--- Start of Dataset entries ---

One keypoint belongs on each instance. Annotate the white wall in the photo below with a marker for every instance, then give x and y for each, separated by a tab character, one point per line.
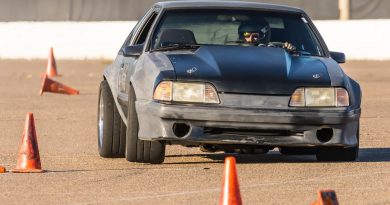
358	39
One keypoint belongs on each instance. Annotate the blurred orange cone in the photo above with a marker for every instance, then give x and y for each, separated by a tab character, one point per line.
230	194
49	85
51	70
326	197
28	155
2	169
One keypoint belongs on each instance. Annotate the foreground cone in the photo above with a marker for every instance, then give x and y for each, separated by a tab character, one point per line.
28	155
2	169
230	194
326	197
51	69
49	85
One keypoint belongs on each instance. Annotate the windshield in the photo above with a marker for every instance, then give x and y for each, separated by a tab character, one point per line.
235	27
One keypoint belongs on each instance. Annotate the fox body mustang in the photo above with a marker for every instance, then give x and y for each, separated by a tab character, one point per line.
227	76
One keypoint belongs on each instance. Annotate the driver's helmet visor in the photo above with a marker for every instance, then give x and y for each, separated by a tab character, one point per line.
258	35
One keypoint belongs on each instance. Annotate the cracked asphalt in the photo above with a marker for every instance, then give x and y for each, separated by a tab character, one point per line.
75	174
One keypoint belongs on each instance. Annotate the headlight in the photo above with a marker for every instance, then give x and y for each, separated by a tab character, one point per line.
320	97
186	92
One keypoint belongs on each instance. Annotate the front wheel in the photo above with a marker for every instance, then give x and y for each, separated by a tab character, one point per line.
111	129
140	150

--- End of Dataset entries ---

Exercise goal
Write out all the records above again, substituting "comma" for every "tab character" and changing nothing else. Leave the pictures out.

Written response
One keypoint belongs on each instance. Annotate the white wall in the photo below with a marker for every instance, then give x and y for each, separated by a comma, one point per line.
358	39
One keypoint belongs on each instance. Annotate the blurred orange cone in the photo above with a marker for every instance, then give x and y for each, separated by a comma, one point per line.
230	194
49	85
51	70
326	197
28	155
2	169
One keypoint belongs on each instance. Annotate the foreground cone in the photo above with a marker for every instance, then give x and y for each, separated by a comma, one point per line.
28	155
2	169
230	194
326	197
51	69
49	85
One keypoint belongs on each instance. Annotate the windshield in the photo above with a marker for every instance, then give x and y for each, separated by a comma, one point per line.
235	27
One keypoint belongs on each instance. Annotate the fox body mustang in the photo above with a marker for every instance, then give x and y for each, separated by a comma, one point per line.
227	76
One keypoint belongs on each instance. Annotate the driver's helmet visor in the photo above with a marker for every instance, then give x and y for each, separated by a comma, one point per line.
258	35
One keypoint belongs on each instance. Annotate the cracked asphalt in the photo above with a marker for every instance, then give x and y for each, separated by a comma, one point per line.
75	174
One keypoint belongs on each instance. Annotate the headlight in the photo above with a marker for every instance, then give x and y for each, separated by a comma, one point per line.
320	97
186	92
One keypoint belongs on each instance. Annotate the front wheel in the photo above with a marker for every instance, then give x and y for each, separated by a comma, one point per line.
111	129
140	150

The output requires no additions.